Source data
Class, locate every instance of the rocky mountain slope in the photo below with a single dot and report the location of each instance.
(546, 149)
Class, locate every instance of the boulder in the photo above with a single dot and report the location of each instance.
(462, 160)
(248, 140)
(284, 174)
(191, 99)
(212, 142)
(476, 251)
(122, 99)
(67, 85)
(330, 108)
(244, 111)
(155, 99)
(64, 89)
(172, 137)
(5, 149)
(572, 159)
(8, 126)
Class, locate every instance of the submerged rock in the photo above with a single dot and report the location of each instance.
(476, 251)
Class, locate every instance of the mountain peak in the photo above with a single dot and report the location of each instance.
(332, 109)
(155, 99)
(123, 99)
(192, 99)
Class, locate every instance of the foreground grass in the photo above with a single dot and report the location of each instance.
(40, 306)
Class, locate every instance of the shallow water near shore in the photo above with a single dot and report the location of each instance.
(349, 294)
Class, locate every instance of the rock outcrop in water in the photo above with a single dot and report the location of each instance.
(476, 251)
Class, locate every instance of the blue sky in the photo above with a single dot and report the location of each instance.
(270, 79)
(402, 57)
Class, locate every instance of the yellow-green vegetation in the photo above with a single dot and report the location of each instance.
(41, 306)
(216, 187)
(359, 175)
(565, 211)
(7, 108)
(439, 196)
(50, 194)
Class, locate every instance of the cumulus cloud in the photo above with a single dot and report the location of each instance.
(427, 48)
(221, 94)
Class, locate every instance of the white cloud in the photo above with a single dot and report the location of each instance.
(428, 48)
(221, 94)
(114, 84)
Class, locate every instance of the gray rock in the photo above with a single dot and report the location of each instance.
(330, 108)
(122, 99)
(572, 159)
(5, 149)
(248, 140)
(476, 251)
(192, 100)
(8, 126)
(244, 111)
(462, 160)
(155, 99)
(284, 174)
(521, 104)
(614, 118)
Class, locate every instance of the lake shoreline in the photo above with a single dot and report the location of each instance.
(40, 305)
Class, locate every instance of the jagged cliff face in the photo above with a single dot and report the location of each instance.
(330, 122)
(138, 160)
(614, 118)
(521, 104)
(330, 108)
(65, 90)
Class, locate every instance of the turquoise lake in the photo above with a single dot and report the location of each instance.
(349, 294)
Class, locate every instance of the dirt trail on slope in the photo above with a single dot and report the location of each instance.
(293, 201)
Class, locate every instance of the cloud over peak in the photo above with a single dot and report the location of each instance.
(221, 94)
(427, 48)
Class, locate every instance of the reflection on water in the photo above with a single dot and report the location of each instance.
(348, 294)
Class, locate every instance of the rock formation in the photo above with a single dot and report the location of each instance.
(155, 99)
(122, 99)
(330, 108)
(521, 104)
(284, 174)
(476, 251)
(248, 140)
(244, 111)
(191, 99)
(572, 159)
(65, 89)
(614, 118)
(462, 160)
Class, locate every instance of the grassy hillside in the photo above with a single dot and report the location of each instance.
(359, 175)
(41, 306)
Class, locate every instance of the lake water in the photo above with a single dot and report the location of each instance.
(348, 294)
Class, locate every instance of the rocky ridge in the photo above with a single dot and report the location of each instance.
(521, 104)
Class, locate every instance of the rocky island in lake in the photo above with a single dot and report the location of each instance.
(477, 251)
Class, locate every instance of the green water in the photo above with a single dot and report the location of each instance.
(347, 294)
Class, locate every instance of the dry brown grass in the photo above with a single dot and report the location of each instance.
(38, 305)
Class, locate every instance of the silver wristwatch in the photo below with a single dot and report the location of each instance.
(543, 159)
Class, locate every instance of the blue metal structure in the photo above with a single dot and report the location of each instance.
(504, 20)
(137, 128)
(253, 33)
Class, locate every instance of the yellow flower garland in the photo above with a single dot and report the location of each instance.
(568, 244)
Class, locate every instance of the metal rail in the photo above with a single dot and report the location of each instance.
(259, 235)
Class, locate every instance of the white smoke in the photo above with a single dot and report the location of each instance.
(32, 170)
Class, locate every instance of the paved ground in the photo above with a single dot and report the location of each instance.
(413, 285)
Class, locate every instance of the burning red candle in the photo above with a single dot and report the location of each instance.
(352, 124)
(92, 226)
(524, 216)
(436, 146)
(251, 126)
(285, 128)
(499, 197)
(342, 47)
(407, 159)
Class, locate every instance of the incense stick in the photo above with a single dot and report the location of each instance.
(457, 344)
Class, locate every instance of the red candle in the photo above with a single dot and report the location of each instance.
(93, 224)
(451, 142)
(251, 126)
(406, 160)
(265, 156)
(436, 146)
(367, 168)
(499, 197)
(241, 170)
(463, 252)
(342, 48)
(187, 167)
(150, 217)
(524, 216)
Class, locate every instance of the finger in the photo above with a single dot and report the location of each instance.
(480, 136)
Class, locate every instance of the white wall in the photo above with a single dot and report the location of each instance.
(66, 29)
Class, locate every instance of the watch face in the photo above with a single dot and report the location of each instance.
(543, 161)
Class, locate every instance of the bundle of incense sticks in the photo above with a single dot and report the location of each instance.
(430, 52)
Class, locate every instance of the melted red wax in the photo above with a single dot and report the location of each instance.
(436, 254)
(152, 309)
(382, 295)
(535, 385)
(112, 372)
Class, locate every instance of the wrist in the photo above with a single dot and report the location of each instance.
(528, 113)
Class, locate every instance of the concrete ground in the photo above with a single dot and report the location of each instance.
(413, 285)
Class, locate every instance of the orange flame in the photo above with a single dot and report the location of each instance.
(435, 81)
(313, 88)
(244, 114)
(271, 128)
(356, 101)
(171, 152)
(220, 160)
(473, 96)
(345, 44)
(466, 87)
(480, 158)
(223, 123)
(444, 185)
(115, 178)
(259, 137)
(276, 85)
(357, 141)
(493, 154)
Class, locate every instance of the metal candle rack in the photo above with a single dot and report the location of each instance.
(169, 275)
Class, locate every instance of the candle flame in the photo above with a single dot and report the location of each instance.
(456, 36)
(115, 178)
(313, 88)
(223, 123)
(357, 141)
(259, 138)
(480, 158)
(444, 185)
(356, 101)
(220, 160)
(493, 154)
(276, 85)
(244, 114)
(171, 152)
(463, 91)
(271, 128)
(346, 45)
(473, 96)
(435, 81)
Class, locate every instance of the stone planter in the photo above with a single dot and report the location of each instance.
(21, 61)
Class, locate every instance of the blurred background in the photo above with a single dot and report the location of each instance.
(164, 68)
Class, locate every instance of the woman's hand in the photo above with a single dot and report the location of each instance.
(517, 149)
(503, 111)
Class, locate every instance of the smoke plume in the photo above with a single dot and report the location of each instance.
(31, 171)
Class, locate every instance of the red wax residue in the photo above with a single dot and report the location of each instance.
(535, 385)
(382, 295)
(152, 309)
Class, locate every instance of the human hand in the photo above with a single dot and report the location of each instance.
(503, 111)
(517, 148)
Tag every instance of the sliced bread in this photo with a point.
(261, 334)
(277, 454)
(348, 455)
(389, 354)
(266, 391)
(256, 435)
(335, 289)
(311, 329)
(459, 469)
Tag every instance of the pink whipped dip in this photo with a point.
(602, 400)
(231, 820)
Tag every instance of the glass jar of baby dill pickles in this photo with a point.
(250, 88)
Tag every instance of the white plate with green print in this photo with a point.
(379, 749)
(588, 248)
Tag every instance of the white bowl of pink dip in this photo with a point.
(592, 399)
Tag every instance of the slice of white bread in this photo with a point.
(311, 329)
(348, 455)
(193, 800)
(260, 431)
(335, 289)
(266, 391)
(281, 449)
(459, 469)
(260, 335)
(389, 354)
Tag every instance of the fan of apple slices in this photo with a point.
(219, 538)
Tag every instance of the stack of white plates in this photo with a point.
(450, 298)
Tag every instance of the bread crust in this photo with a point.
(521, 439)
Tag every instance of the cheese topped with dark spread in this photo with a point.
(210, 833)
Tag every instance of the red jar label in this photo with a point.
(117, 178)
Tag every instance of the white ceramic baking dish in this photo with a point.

### Exercise prompt
Return the records exactly, character for character.

### Result
Class, locate every instance of the rocky mountain slope in the photo below with a single dot and report the location of each instance.
(546, 149)
Class, locate every instance of the boulder in the photo above with a single dot and report the location of each instance.
(462, 160)
(248, 140)
(284, 174)
(191, 99)
(212, 142)
(476, 251)
(122, 99)
(67, 85)
(330, 108)
(244, 111)
(155, 99)
(64, 89)
(172, 137)
(5, 149)
(572, 159)
(8, 126)
Class, locate every instance of the submerged rock in the photo above with a single dot and report the location of each instance.
(476, 251)
Class, locate every instance of the mountain peak in the photo above with a single dot and report the location of each instance.
(332, 109)
(155, 99)
(123, 99)
(192, 99)
Class, locate every instance of the foreground grass in the photo above with a single dot and report the location of each instance.
(40, 306)
Class, locate every instance of the shallow water near shore in the photo above with a single dot and report the location of each instance.
(349, 294)
Class, locate every instance of the rock outcrop in water in the photo above with a single dot and report the location of each instance.
(476, 251)
Class, locate every instance of the blue sky in the photo above with a single dot and report the location of each instance.
(270, 79)
(402, 57)
Class, locate every instance of the yellow-green vegetation in the photo above with a single dot and report the location of each instance.
(41, 306)
(216, 187)
(359, 175)
(565, 211)
(7, 108)
(439, 196)
(50, 194)
Class, locate every instance of the cumulus cloud in the photo above with a single dot and report the location of each instance.
(427, 48)
(221, 94)
Class, locate every instance of the white cloud in the photo above with a single dot and report the location of each instance.
(428, 48)
(221, 94)
(114, 84)
Class, locate every instance of the gray rock in the photo above with a single dot and report the location of each instance.
(330, 108)
(122, 99)
(572, 159)
(5, 149)
(248, 140)
(476, 251)
(192, 100)
(8, 126)
(244, 111)
(462, 160)
(155, 99)
(284, 174)
(521, 104)
(614, 118)
Class, locate every instance of the lake shoreline in the photo above with a single dot and report the location of each instance.
(40, 305)
Class, locate every instance of the jagged cliff face in the photo above with a single dot and report the location of each instance.
(330, 122)
(138, 160)
(614, 118)
(521, 104)
(330, 108)
(65, 90)
Class, locate every instance of the turquoise lake in the photo above with a single dot and report the location of each instance.
(349, 294)
Class, locate every instance of the dirt trail on slope in the photo above with a single dot and report the location of each instance.
(293, 201)
Class, locate every instance of the cloud over peak in the photo above with a single dot and report the location of each instance.
(221, 94)
(427, 48)
Class, locate every instance of the reflection on water in the photo above with a single dot and report the location of each instance.
(348, 294)
Class, locate every instance of the rock formation in the photo above with a single dot and report the location of each instance.
(155, 99)
(122, 99)
(330, 108)
(521, 104)
(284, 174)
(476, 251)
(248, 140)
(244, 111)
(191, 99)
(572, 159)
(65, 89)
(614, 118)
(462, 160)
Class, locate every instance of the grassy hillside in the photo above with a single dot and report the location of each instance.
(359, 175)
(41, 306)
Class, locate every instance of the lake water in the photo above with a single dot and report the location of each instance.
(348, 294)
Class, locate every instance of the rocky ridge in the photo above with a single dot and report the location of each instance.
(521, 104)
Class, locate every instance of the rocky island in lake in the photo above with a single dot and report the location of each instance.
(477, 251)
Class, locate every instance of the green water in the photo above with a single dot and report the location of each instance.
(347, 294)
Class, locate every instance of the dry brown grass in the photo above with a single dot and report the location of each instance.
(38, 305)
Class, locate every instance of the silver wristwatch in the photo below with a single dot and report the location of each instance.
(543, 159)
Class, locate every instance of the blue metal structure in the photo above with a single dot and report the location of each instance.
(504, 20)
(137, 128)
(253, 33)
Class, locate every instance of the yellow flower garland in the photo above with a single dot and report the location of each instance.
(568, 244)
Class, locate every instance of the metal rail in the photo above with a single dot and report the location of each instance.
(259, 235)
Class, locate every instance of the white smoke in the photo above with a single dot and report the location of each instance.
(32, 170)
Class, locate every instance of the paved ground in the photo above with a single dot and report the location of each instance.
(413, 285)
Class, locate every instance of the burning red candle in the photo above with a single dot and report the location of each instance.
(352, 124)
(92, 226)
(524, 216)
(436, 146)
(251, 126)
(285, 128)
(499, 197)
(342, 47)
(407, 159)
Class, locate every instance of the incense stick in the photo above with a single dot and report the location of each instance.
(457, 344)
Class, locate every instance of the red candle in the photo above with a single dot and report the location of each instance.
(93, 224)
(451, 142)
(251, 126)
(406, 160)
(265, 156)
(436, 146)
(367, 168)
(499, 197)
(241, 170)
(463, 252)
(342, 48)
(187, 167)
(150, 217)
(524, 216)
Class, locate every instance of the finger in the photo above with a single dot and report the location of each instance.
(480, 136)
Class, locate every instance of the white wall in the photo above with a single dot and report the location of each instance.
(66, 29)
Class, locate every instance of the watch face in the photo above with a single dot and report the location of each instance.
(543, 161)
Class, locate every instance of the bundle of incense sticks in the photo above with a single dot and report the location of each instance.
(430, 52)
Class, locate every instance of the melted red wax in the photo above with a single dot and report the location of each instance.
(436, 254)
(152, 309)
(382, 295)
(535, 385)
(112, 372)
Class, locate every instance of the wrist in the photo above with a single dot and report the location of each instance.
(528, 113)
Class, locate every instance of the concrete ground in the photo above with a single dot and report the location of each instance.
(413, 285)
Class, locate every instance of the orange flame in the photo above with a single dot and report the location of each instance.
(435, 81)
(313, 88)
(244, 114)
(271, 128)
(356, 101)
(171, 152)
(220, 160)
(473, 96)
(345, 44)
(466, 87)
(480, 158)
(223, 123)
(444, 185)
(115, 178)
(259, 137)
(276, 85)
(357, 141)
(493, 154)
Class, locate every instance of the metal candle rack in the photo above with a single dot and report the location of each instance.
(169, 275)
Class, locate every instance of the candle flame in the photo above with a single dot and report the location of each instance.
(456, 36)
(115, 178)
(313, 88)
(223, 123)
(357, 141)
(259, 138)
(480, 158)
(444, 185)
(356, 101)
(220, 160)
(493, 154)
(276, 85)
(244, 114)
(171, 152)
(463, 91)
(271, 128)
(346, 45)
(473, 96)
(435, 81)
Class, locate every instance of the stone planter in the photo above with a single dot and report the location of each instance.
(21, 61)
Class, locate every instance of the blurred background in the photo above with a single dot and report the location of each instance.
(164, 68)
Class, locate every instance of the woman's hand in the photo above with a single dot and report the location of each instance.
(517, 149)
(503, 111)
Class, locate every instance of the smoke plume in the photo above with a single dot and report the location of each instance.
(31, 171)
Class, locate every instance of the red wax residue in the photo above with a single dot and report the location of each instance.
(535, 385)
(382, 295)
(152, 309)
Class, locate every instance of the human hand in the photo above with a single dot and report the location of each instance.
(503, 111)
(517, 148)
Tag every instance of the sliced bread in this photo with a point.
(261, 334)
(277, 454)
(348, 455)
(389, 354)
(266, 391)
(256, 435)
(335, 289)
(311, 329)
(459, 469)
Tag every instance of the pink whipped dip in this photo with a point.
(602, 400)
(231, 820)
Tag every instance of the glass jar of baby dill pickles in this photo with a point.
(250, 88)
Tag every instance of the white plate with green print in this photo with a point.
(379, 749)
(588, 248)
Tag every instance of the white bowl of pink dip in this photo with a point.
(592, 399)
Tag every instance of the slice of white bread in this photo with a point.
(311, 329)
(348, 455)
(193, 800)
(260, 431)
(335, 289)
(266, 391)
(281, 449)
(459, 469)
(260, 335)
(389, 354)
Tag every instance of the fan of apple slices in this photo with a point.
(219, 538)
Tag every instance of the stack of white plates in this photo with a point.
(450, 298)
Tag every instance of the bread crust in this photo with a point.
(521, 439)
Tag every instance of the cheese topped with dark spread in this photo with a point.
(210, 833)
Tag every instance of the red jar label in this photo with a point.
(117, 178)
Tag every instance of the white ceramic baking dish in this photo with a point.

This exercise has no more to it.